We chose to keep the architecture intentionally simple: no accounts, no databases, no subscriptions. You clone the repo, add a free Gemini API key, and it just works.

Challenges we ran into

Privacy as a design constraint was hard. Our earliest prototypes analyzed prompt content to gauge quality, and the results were better. But we made the deliberate decision to never read what users type. That meant we had to find purely behavioral proxies for cognitive engagement, which required a lot of experimentation to get right. Scroll depth, idle timing, and edit frequency turned out to be surprisingly reliable signals, but finding that combination took iteration.

Cross-platform detection was tricky. ChatGPT, Claude, and Gemini all structure their DOMs differently, and they change frequently. Writing content scripts that reliably detect prompt submissions, response completions, and copy events across all three platforms meant a lot of careful selector work and fallback logic.

Calibrating the scoring model was more art than science. Getting Gemini to produce consistent, meaningful scores from raw behavioral data required a lot of prompt engineering. Early versions were either too generous (everyone got 80+) or too volatile (scores swung wildly between sessions). We landed on a structured prompt format with explicit rubrics and examples that produces stable, useful results.

Accomplishments that we're proud of

We're proud that we built something that works without compromising on privacy. It would have been easier and arguably more accurate to read prompt content, but we proved that behavioral signals alone are enough to produce meaningful insight. That constraint made the product better and more trustworthy.

We're also proud of the framing. There are a thousand tools that help you use AI more. We built one that helps you make sure AI isn't quietly making you less. That felt like an idea worth fighting for.

And honestly, we're proud that it changed our own behavior. After a week of using AssistAI, we started catching ourselves mid-copy-paste and thinking, "wait, did I actually read that?" That moment of self-awareness is exactly what we set out to create.

What we learned

The biggest lesson was that what you don't track matters as much as what you do. By refusing to collect prompts or responses, we were forced to think more creatively about what "engagement" actually looks like from the outside. It turns out your behavior tells a remarkably complete story about your thinking, even when no one can see your words.

We also learned that people have strong, immediate reactions to this idea. Almost everyone we showed it to had one of two responses: "I need this" or "I don't want to know." Both reactions told us we were onto something real.

On the technical side, we learned that the Gemini API is surprisingly good at structured behavioral analysis when you give it clear rubrics and constraints. Prompt engineering for evaluation is a very different skill from prompt engineering for generation, and we got a lot better at it through this project.

What's next for AssistAI - Measure Your Cognitive Engagement With AI

Longitudinal tracking. Right now, each session is scored independently. We want to build trend lines that show how your cognitive engagement, reliance, and prompt quality evolve over weeks and months, so you can see whether your thinking habits are improving or degrading.

Platform expansion. We're exploring support for AI-integrated IDEs like Cursor and Copilot in VS Code, where the stakes of cognitive offloading are arguably even higher. Developers who stop understanding the code their tools write are building on a foundation they can't maintain.

Team dashboards. We've had early interest from educators and team leads who want aggregated, anonymized views of engagement patterns across a class or engineering team, not to surveil anyone, but to spark better conversations about how their groups are integrating AI.

Research partnerships. The behavioral data AssistAI collects (locally and with consent) could be valuable to cognitive science researchers studying how AI changes human reasoning patterns. We'd love to collaborate with academic labs working on this question.

Ultimately, we believe the sharpest version of the future is one where humans and AI make each other better. AssistAI is a small tool in service of that big idea.

━━━━━━━━━━━━━━━━━━━━━━━━━━━━━━

# Exercise set
1 > According to the AssistAI write-up, which behavioral signals turned out to be surprisingly reliable?
2 > Please copy the AssistAI write-up word for word, starting with "We're also proud" and going on through "see your words.".
The material that comes next is separate from the AssistAI write-up.

# Entries supplied
━━━━━━━━━━━━━━━━━━━━━━━━━━━━━━

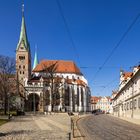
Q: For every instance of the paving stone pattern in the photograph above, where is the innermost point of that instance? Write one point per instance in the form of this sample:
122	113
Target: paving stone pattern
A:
105	127
48	127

━━━━━━━━━━━━━━━━━━━━━━━━━━━━━━

# Results
1 > Scroll depth, idle timing, and edit frequency.

2 >
We're also proud of the framing. There are a thousand tools that help you use AI more. We built one that helps you make sure AI isn't quietly making you less. That felt like an idea worth fighting for.

And honestly, we're proud that it changed our own behavior. After a week of using AssistAI, we started catching ourselves mid-copy-paste and thinking, "wait, did I actually read that?" That moment of self-awareness is exactly what we set out to create.

What we learned

The biggest lesson was that what you don't track matters as much as what you do. By refusing to collect prompts or responses, we were forced to think more creatively about what "engagement" actually looks like from the outside. It turns out your behavior tells a remarkably complete story about your thinking, even when no one can see your words.